- [EXTRACT TO READ]
--- Start ---

And your vet didn't tell you to feed the dog more? 

Where are you located? Buy some of the best food you can and feed him. 

For your reference, my 17 week old was getting between 3 and 4 cups a day if memory serves me right.


----------



## TheGreatCeaser (Jul 10, 2017)

eddie1976E said:


> And your vet didn't tell you to feed the dog more?
> 
> Where are you located? Buy some of the best food you can and feed him.
> 
> For your reference, my 17 week old was getting between 3 and 4 cups a day if memory serves me right.


I live in northern indiana.

--- End ---

- [GIVEN PROBLEM 1]
List each distinct number that appears in the thread above, including those in the date line.
The thread and the rows come from two unrelated sources.

- [AVAILABLE DATA]
--- Start ---

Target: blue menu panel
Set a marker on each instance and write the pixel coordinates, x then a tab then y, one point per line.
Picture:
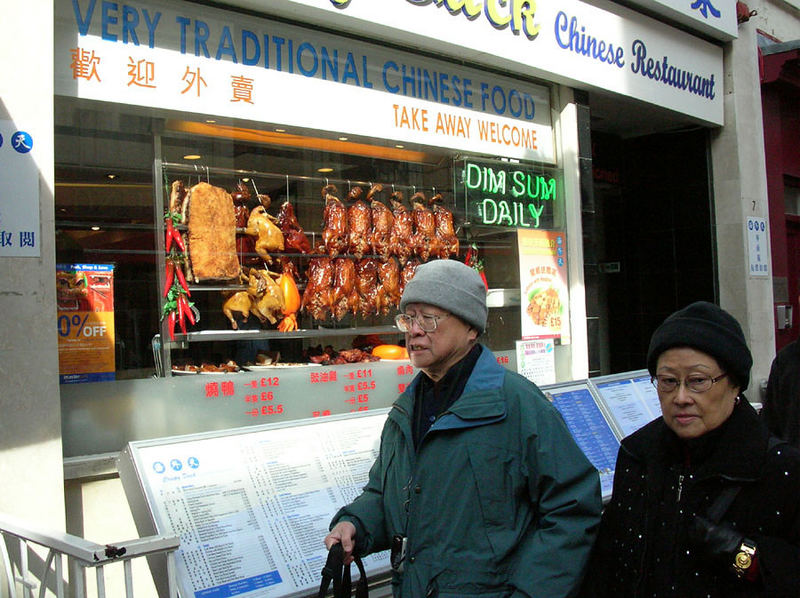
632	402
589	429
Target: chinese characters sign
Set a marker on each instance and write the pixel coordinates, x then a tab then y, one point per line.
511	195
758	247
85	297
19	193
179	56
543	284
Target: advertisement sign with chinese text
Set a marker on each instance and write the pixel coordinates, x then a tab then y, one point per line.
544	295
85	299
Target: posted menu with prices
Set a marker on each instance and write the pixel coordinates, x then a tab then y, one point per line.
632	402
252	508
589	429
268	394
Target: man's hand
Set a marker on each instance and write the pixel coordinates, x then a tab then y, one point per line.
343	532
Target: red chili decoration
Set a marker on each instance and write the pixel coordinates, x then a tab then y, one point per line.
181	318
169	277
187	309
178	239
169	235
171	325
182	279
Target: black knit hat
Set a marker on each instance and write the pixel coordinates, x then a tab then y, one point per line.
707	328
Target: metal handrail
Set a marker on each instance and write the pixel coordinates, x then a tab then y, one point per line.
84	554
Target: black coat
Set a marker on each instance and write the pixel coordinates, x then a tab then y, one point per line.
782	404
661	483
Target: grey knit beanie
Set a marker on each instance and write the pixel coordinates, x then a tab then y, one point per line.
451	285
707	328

--- End ---
--- Start ---

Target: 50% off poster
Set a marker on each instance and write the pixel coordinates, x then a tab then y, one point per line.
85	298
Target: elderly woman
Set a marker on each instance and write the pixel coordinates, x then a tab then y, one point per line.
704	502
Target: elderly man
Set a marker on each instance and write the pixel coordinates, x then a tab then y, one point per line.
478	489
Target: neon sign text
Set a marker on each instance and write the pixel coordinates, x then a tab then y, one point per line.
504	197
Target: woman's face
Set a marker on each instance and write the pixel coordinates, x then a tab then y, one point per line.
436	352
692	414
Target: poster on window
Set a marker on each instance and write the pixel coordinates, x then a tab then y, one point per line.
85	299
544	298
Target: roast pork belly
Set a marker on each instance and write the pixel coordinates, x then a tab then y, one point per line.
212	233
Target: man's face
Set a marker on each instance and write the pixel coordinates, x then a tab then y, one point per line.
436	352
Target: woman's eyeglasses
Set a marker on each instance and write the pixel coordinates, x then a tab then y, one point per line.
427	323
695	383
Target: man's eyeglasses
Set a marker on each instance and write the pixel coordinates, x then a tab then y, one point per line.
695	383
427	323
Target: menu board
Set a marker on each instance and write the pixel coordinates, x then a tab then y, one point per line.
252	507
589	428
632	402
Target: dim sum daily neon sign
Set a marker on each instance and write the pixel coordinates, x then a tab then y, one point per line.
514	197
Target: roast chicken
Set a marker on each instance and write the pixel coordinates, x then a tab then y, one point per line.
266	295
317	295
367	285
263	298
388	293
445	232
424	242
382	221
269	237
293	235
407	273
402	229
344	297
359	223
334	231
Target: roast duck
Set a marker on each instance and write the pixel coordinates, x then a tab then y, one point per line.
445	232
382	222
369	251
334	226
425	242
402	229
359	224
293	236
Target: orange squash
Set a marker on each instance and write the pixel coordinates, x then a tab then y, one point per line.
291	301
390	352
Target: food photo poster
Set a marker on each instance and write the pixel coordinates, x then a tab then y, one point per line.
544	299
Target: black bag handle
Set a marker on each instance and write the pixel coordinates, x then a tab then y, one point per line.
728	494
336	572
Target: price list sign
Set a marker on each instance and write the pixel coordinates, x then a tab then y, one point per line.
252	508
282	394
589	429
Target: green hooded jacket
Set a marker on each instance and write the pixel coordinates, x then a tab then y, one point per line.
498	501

--- End ---

- [GIVEN PROBLEM 2]
Identify every line in the rows above that contains the word "text", treating uppercase and lowercase as different.

- [EXPECTED ANSWER 1]
17, 3, 4, 10, 2017

- [EXPECTED ANSWER 2]
Target: advertisement sign with chinese text
Target: neon sign text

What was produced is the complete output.